### [Exercise materials]
------------

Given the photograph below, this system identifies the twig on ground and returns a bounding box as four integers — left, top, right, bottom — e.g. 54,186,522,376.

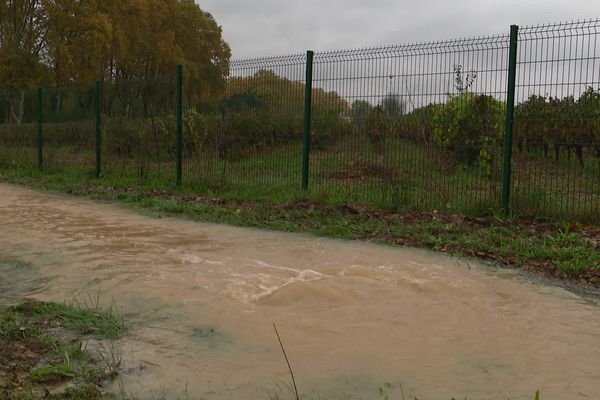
273,323,300,400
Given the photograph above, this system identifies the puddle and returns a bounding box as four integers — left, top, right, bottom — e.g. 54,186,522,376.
0,185,600,400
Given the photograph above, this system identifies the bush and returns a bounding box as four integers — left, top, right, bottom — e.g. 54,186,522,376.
394,104,443,143
433,92,505,174
367,106,392,148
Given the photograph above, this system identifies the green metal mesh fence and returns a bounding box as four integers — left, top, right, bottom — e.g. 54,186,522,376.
41,85,95,177
0,20,600,223
101,75,177,185
311,36,509,213
511,20,600,222
0,86,38,170
183,55,306,196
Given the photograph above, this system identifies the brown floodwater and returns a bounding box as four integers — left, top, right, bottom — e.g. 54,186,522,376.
0,184,600,400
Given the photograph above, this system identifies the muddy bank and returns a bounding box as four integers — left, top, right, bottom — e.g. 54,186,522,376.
0,185,600,400
0,176,600,290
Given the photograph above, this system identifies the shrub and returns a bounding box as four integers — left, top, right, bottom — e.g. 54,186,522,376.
433,92,504,174
367,106,392,148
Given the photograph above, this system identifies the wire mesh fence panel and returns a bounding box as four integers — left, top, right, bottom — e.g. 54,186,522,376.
511,20,600,222
0,89,38,171
183,55,306,198
101,75,177,185
311,35,509,213
41,85,95,177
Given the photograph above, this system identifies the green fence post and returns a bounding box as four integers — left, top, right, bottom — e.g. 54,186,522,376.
96,81,102,178
37,87,44,170
302,50,314,190
502,25,519,217
175,65,183,186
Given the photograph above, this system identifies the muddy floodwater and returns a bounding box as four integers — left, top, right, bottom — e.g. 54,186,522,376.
0,184,600,400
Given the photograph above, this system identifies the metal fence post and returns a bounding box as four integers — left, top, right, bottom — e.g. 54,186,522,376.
96,81,102,178
37,87,44,170
302,50,314,190
502,25,519,217
175,65,183,186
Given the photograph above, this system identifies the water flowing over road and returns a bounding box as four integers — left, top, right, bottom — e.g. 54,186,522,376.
0,184,600,400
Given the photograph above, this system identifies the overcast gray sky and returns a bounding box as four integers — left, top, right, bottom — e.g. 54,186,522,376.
196,0,600,59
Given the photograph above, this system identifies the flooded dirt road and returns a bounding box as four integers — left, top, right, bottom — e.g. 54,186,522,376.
0,184,600,400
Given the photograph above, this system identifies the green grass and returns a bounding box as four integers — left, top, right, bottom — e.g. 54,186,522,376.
0,170,600,288
0,138,600,223
0,302,125,400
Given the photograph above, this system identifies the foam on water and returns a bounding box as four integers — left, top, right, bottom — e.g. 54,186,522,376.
0,184,600,400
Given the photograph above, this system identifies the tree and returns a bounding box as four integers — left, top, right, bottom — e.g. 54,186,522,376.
0,0,231,90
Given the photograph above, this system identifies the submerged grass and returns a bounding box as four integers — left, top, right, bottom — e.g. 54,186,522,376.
0,170,600,289
0,302,125,400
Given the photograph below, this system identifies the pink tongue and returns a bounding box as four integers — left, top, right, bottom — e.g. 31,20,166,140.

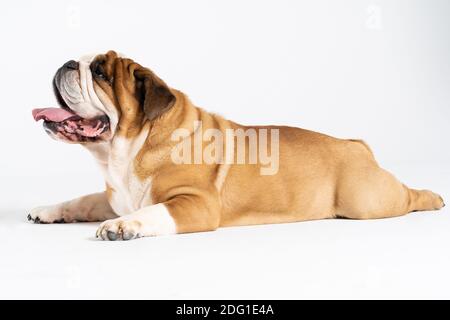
32,108,76,122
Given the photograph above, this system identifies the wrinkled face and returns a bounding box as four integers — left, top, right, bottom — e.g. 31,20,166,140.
33,51,175,143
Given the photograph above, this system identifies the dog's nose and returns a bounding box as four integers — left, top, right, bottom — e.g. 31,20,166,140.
63,60,78,70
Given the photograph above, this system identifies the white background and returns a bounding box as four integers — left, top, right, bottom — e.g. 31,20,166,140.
0,0,450,298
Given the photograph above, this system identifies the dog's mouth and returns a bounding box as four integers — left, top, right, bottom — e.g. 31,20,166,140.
32,107,109,143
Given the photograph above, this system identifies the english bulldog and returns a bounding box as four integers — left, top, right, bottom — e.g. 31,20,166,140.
28,51,444,240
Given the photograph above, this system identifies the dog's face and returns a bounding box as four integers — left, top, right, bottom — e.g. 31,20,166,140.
33,51,176,144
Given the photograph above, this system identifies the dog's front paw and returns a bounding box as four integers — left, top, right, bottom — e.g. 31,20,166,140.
27,206,64,223
96,217,143,241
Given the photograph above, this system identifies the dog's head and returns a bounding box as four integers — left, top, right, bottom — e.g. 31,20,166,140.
33,51,176,143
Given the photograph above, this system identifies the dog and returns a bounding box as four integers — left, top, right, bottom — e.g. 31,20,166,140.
28,51,444,240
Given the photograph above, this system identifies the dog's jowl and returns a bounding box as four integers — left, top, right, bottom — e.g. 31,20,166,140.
28,51,444,240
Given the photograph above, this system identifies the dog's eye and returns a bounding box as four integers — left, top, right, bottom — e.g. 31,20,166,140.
92,63,106,80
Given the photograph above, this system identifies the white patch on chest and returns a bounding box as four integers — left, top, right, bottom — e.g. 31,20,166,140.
89,130,153,216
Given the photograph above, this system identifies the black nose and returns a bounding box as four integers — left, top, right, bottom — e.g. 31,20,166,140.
63,60,78,70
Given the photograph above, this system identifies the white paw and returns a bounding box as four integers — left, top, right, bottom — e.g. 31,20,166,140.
95,217,144,241
27,206,64,223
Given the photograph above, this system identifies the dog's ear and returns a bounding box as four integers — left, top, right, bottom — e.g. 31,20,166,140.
134,67,176,120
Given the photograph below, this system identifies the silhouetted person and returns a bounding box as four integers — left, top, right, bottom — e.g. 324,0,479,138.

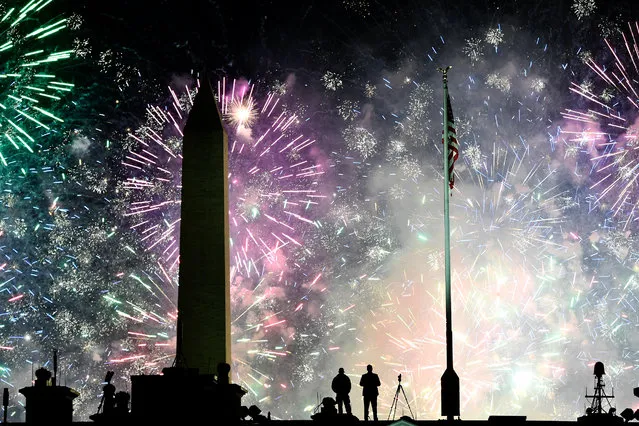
249,405,268,423
33,367,51,388
102,383,115,415
359,364,382,421
213,362,246,423
331,368,351,414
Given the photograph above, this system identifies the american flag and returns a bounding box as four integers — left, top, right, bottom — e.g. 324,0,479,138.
442,93,459,189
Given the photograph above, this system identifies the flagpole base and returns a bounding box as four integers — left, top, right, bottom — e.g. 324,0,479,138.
441,367,459,420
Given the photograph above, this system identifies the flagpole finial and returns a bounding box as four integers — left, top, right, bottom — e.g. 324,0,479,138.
437,65,453,81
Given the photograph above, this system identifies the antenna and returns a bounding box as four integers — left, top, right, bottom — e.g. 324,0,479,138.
51,349,58,386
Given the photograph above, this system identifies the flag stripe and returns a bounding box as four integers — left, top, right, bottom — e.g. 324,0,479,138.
442,93,459,189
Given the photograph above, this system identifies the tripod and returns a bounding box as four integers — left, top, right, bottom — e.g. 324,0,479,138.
387,374,415,420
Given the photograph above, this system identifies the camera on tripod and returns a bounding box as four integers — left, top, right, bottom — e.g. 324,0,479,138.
387,373,415,420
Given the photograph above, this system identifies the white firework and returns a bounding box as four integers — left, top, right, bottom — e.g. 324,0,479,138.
486,28,504,47
570,0,597,21
462,38,484,65
343,127,377,159
322,71,344,91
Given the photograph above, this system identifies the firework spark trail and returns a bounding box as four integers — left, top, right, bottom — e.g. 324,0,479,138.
117,78,327,412
304,27,637,419
0,0,75,169
0,0,94,418
562,22,639,227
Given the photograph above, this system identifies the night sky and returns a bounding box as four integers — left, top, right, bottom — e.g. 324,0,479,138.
0,0,639,420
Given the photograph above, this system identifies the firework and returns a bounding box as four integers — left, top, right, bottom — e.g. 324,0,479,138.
122,74,326,416
0,0,74,168
562,23,639,226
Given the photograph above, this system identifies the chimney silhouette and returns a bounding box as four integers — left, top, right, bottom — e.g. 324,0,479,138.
175,74,231,374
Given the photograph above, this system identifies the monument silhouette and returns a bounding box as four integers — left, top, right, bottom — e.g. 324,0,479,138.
131,76,244,424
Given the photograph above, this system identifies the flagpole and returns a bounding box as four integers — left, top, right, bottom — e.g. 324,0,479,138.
439,66,459,420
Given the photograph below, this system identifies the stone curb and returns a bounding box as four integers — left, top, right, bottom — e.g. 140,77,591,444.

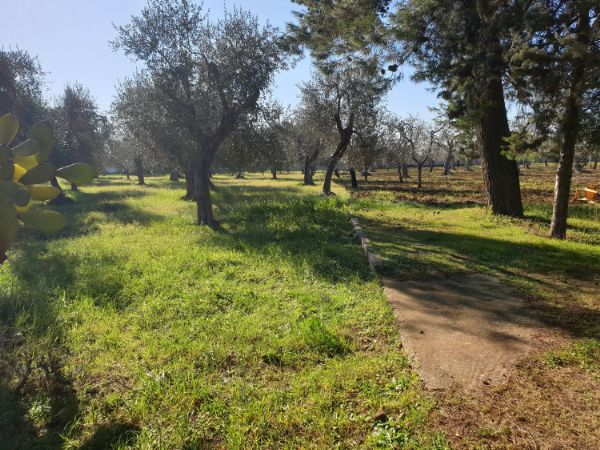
350,217,383,273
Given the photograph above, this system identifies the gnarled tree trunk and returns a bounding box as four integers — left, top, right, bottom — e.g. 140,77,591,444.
183,168,196,200
323,114,354,196
193,157,219,229
304,155,315,186
133,155,146,186
350,168,358,188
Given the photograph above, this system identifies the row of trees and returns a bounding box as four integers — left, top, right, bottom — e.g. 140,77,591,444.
0,50,111,188
0,0,600,237
290,0,600,238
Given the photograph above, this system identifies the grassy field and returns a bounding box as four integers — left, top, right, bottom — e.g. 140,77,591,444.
0,166,600,449
0,175,446,449
350,166,600,449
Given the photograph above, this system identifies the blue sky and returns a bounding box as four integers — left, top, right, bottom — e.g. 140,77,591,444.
0,0,437,118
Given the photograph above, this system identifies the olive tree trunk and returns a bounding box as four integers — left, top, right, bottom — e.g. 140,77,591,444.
133,156,146,186
323,114,354,196
193,157,219,229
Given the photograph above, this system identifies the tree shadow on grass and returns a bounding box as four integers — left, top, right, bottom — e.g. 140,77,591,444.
19,190,164,248
363,220,600,339
80,422,140,450
215,182,373,283
0,362,78,450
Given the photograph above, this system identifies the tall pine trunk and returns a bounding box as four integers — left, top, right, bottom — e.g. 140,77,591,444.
350,168,358,188
477,76,523,217
550,9,590,239
133,156,146,186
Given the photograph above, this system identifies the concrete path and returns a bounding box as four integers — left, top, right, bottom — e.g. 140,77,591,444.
383,275,538,390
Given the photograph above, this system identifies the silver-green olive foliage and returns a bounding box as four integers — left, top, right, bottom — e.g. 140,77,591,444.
0,114,98,264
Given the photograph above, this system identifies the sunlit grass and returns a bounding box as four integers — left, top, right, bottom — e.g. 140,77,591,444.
0,174,445,449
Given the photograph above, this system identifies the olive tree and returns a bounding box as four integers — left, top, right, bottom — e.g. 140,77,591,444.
114,0,285,228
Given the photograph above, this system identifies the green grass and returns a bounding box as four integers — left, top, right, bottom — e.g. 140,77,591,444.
0,176,447,449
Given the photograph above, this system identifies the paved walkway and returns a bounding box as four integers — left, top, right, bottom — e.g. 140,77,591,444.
383,275,538,390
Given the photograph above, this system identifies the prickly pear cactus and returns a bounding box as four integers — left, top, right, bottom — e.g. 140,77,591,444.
0,114,98,264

------------

### [Objective]
Reproduce the lines of the items word for word, starting at the line that contains "Given the photograph above, this system identifies the american" and ending at the line that contains "441,367,459,420", with both of those lines included.

### [Solution to the exercise]
Given the photograph above, this system identifies the american flag and returns a bounding box as four integers — left, top, right, bottom — e.g. 324,0,479,138.
442,93,459,189
Given the photograph above, this system identifies the flagpole base and returns a bounding box as four integers — left, top, right, bottom — e.g. 324,0,479,138.
441,367,459,420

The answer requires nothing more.